**Текст**
+---+
Профессор Московского университета Леонид Крушинский предложил принципиально иной подход к этой проблеме, вообще не опирающийся ни на какие формы обучения. Он исходил из того, что, какими бы инструментами и алгоритмами ни пользовался интеллект, он должен «улавливать простейшие эмпирические законы, связывающие предметы и явления окружающей среды, и… оперировать этими законами при построении программы поведения в новых ситуациях». Иными словами, правильное решение задачи должно не задаваться по произволу экспериментатора, а вытекать из объективных свойств тех предметов, с которыми имеет дело животное. И если животное в самом деле способно эти свойства улавливать, то оно может решить такую задачу сразу, без предварительного обучения.
Крушинскому удалось придумать тесты, пригодные для исследования если не всех, то многих видов животных из самых разных систематических групп. Самый известный из них – экстраполяционный: на глазах у животного движущаяся приманка скрывалась за непрозрачной ширмой. Некоторые животные пытались протиснуться за ней (что, естественно, было исключено устройством экспериментальной установки), другие сразу теряли интерес к задаче. Те же, кто полагался на рассудок, обходили ширму с той стороны, куда уехало лакомство, и встречали его у противоположного края ширмы. Таких «умников» нашлось немало среди млекопитающих, птиц и даже рептилий. Причем распределение способностей часто оказывалось неожиданным: например, фруктоеды-свиристели успешно решали задачу, в то время как для большинства исследованных видов хищных птиц она оказалась слишком трудной. Иногда граница проходила внутри одного вида: дикие пасюки с задачей справлялись, линейные лабораторные крысы – нет.
Позднее Крушинский разработал тест на оперирование размерностью тел: животному нужно было уловить, что объемный предмет может быть спрятан только в объемном же, но не в плоском, как бы велик тот ни был. Эта задача оказалась гораздо труднее: из исследованных видов с ней справлялись только приматы, дельфины, медведи и некоторые врановые. Пожалуй, задачи Крушинского могли бы стать основой для стандартных тестов на интеллектуальные способности разных видов – они мало зависят от анатомических и экологических особенностей исследуемых животных и потому дают более-менее сопоставимые результаты.
Другие исследователи искали иные подходы к проблеме интеллекта животных, выясняя, способны ли они к самоосознанию (в частности, узнают ли себя в зеркале), к «метасознанию» (оценке собственной компетентности и информированности), к выработке и реализации долговременных планов… Пожалуй, наиболее крупные и известные успехи когнитивной революции в зоопсихологии достигнуты в изучении способностей животных к оперированию знаковыми системами – и прежде всего, конечно, в так называемых антропоидных языковых проектах.
+---+
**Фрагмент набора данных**
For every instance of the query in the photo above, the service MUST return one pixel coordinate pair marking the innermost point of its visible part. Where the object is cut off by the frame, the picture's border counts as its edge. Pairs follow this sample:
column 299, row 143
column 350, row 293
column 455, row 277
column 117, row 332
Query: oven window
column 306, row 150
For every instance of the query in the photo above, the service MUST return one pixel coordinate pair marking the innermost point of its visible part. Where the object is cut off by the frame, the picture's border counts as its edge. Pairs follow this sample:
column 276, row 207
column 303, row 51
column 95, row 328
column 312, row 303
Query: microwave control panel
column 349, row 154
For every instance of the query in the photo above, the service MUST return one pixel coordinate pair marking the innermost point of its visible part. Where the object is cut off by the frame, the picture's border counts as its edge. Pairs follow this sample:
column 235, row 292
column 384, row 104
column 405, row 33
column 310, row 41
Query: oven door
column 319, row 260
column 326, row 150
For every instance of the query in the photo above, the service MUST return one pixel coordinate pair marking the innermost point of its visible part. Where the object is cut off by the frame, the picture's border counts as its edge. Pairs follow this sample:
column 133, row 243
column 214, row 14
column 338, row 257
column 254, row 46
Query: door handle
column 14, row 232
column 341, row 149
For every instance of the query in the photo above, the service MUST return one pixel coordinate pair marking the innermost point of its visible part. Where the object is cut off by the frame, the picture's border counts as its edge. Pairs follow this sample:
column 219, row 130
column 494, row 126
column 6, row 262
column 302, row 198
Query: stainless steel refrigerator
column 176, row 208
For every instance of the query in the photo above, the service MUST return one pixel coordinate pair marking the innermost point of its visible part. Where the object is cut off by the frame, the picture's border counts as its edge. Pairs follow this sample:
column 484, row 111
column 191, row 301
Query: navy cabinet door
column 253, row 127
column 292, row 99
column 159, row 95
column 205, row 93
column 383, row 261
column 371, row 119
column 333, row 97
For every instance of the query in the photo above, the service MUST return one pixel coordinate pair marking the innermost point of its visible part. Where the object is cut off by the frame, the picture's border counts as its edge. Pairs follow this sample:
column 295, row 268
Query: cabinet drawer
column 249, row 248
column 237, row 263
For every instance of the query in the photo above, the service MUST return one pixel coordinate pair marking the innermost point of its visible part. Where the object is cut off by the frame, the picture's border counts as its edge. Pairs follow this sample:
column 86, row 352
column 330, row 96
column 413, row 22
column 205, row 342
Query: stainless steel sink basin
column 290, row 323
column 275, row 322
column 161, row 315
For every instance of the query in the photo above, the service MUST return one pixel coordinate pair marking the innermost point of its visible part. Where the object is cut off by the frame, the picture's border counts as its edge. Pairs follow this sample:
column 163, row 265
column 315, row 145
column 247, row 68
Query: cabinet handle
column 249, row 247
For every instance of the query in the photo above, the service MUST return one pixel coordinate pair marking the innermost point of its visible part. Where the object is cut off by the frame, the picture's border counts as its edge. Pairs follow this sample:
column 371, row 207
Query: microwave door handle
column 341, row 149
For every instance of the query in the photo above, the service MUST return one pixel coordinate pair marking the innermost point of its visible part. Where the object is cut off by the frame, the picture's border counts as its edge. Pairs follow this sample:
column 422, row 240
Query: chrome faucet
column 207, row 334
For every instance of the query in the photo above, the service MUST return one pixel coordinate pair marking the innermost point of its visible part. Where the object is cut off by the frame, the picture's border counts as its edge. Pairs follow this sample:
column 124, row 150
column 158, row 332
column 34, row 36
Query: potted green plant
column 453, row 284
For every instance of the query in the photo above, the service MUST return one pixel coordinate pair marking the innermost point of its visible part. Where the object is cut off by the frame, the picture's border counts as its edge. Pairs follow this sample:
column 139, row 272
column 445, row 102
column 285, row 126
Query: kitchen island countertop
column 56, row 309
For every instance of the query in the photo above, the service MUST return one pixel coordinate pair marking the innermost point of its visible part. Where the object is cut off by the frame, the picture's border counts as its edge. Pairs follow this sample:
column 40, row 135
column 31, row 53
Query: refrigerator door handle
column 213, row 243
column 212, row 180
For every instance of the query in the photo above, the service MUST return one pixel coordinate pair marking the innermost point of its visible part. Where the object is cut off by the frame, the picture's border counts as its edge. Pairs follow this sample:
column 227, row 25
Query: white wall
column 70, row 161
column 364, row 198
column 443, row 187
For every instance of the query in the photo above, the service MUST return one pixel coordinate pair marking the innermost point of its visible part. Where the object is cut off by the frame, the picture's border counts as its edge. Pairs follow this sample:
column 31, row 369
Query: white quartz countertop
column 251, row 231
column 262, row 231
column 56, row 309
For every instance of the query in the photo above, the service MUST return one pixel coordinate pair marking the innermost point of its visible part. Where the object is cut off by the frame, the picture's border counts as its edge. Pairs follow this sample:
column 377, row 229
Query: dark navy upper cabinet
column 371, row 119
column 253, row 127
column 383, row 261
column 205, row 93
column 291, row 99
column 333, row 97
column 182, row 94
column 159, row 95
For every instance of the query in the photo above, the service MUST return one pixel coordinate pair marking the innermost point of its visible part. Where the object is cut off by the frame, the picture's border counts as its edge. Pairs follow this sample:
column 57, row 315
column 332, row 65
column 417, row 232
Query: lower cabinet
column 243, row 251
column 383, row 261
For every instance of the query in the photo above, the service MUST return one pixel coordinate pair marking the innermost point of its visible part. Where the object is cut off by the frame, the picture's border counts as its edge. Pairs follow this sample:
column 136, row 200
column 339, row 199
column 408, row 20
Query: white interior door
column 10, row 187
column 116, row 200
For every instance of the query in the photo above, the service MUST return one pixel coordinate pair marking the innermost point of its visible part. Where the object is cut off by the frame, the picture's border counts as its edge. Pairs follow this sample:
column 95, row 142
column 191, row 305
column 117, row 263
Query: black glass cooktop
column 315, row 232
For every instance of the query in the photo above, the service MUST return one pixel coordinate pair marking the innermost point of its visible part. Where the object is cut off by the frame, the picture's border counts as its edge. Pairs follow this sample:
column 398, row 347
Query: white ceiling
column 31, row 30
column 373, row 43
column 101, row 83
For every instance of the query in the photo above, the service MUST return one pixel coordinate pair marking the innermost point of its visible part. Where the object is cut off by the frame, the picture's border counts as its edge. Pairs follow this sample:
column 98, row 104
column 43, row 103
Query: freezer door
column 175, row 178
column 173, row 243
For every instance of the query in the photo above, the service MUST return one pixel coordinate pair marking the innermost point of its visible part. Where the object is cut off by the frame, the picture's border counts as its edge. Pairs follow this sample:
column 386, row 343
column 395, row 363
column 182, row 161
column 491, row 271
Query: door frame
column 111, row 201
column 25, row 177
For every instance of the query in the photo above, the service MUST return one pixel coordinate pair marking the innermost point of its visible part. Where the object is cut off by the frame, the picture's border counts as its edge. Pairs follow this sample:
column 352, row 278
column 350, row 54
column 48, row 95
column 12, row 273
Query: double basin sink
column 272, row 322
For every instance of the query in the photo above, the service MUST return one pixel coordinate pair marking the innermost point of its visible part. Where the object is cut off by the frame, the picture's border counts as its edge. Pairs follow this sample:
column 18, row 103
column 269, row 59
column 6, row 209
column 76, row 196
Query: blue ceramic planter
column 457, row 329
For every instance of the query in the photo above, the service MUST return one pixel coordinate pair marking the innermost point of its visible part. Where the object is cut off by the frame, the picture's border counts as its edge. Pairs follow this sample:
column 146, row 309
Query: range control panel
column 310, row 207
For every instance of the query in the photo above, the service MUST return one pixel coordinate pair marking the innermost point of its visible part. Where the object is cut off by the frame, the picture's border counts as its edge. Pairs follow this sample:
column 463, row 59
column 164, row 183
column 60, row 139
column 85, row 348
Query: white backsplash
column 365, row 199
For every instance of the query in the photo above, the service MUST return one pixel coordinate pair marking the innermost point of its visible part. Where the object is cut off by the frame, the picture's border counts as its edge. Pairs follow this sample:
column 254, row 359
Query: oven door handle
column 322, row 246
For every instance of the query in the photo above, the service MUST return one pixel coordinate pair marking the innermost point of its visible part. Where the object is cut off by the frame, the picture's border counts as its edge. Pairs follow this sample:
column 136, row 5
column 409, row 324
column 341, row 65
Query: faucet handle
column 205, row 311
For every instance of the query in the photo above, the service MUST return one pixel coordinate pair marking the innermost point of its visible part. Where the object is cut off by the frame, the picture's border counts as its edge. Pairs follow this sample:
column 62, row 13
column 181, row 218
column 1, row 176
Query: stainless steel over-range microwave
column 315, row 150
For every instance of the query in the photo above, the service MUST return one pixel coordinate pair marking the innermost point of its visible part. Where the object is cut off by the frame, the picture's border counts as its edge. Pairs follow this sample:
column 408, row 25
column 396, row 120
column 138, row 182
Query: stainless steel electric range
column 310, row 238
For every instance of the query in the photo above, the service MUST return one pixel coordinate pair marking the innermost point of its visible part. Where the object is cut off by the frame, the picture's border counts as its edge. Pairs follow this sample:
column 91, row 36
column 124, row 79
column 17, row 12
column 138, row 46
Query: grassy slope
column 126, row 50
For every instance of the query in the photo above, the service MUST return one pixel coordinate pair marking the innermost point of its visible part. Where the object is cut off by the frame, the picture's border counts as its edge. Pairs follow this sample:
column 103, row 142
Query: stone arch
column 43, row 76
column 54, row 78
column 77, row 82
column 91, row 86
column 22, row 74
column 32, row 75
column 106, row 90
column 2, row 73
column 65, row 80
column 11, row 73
+---+
**Условия заданий**
1. Ответьте на вопросы по тексту об интеллекте животных:
(a) В каком университете был профессором Леонид Крушинский?
(b) Какие крысы не справились с экстраполяционной задачей?
(c) Какие животные справлялись с тестом на оперирование размерностью тел?
2. Приведите продолжение текста об интеллекте животных, начиная сразу после его последнего предложения.
Данные здесь не понадобятся.

**Ответы**
1.
(a) В Московском университете.
(b) Линейные лабораторные крысы.
(c) Приматы, дельфины, медведи и некоторые врановые.

2.
Как мы помним, практически все используемые человеком знаковые системы так или иначе восходят к языку (членораздельной речи) и представляют собой его производные. Исследования психологов показывают, что язык – не только важнейший инструмент человеческого интеллекта, но и обязательное условие его формирования: дети, родившиеся с нормально сформированным мозгом, но не овладевшие языком («маугли» или больные тяжелыми формами детского аутизма), обречены на глубокую умственную отсталость. Как возник этот удивительный феномен – неизвестно, но если предполагать, что он сформировался естественным путем, то есть в ходе эволюции, то, может быть, самые близкие к человеку виды способны хотя бы до какой-то степени овладеть им? Руководствуясь этой простой мыслью, ученые еще в 1920-е годы попытались обучить человекообразных обезьян речи – как с помощью обычных методов дрессировки, так и путем воспитания в человеческой семье (как, в частности, уже знакомая нам Надежда Ладыгина-Котс). Результаты этих многочисленных, продолжавшихся десятилетиями проектов были двусмысленными: обезьяны прекрасно понимали то, что говорили их воспитатели, но их собственная речь даже в самых успешных проектах не шла дальше считанных слов.
Как-то в начале 1960-х американские зоопсихологи Аллен и Беатрис Гарднеры… впрочем, сначала надо сказать два слова об этой супружеской паре. Их брак и совместная работа словно бы символизировали собой воссоединение двух основных направлений в зоопсихологии. Аллен – классический бихевиорист, ученик одного из учеников Кеннета Спенса, захваченный идеями когнитивной революции. Беатрис Тугендхат, уроженка Австрии (когда ей было шесть лет, ее семья бежала от нацистов в Бразилию, а оттуда в США), после окончания американского университета уехала в Оксфорд, училась у Тинбергена и, получив степень, вернулась в Штаты во всеоружии этологического подхода.
Так вот, Гарднеры смотрели научный фильм об одной из так и не заговоривших обезьян – шимпанзе Вики, воспитанной психологами Китом и Кэтрин Хейс. Вики выучила всего четыре слова и произносила их всякий раз с немалым трудом. Но Гарднеры заметили, что каждая такая попытка сопровождалась выразительными движениями рук обезьяны, позволявшими понять ее, даже если фильм шел без звука. И у них возникла мысль: а что, если попытаться научить шимпанзе такому человеческому языку, который не требует непосильной для них координации движений губ и языка, – жестовому языку глухонемых? Аллен предлагал провести этот эксперимент в строго контролируемых условиях лаборатории, но Беатрис настояла на том, чтобы «объект» жил и рос в окружении людей, а обучение языку было такой же органичной частью повседневной жизни, как в обычных человеческих семьях.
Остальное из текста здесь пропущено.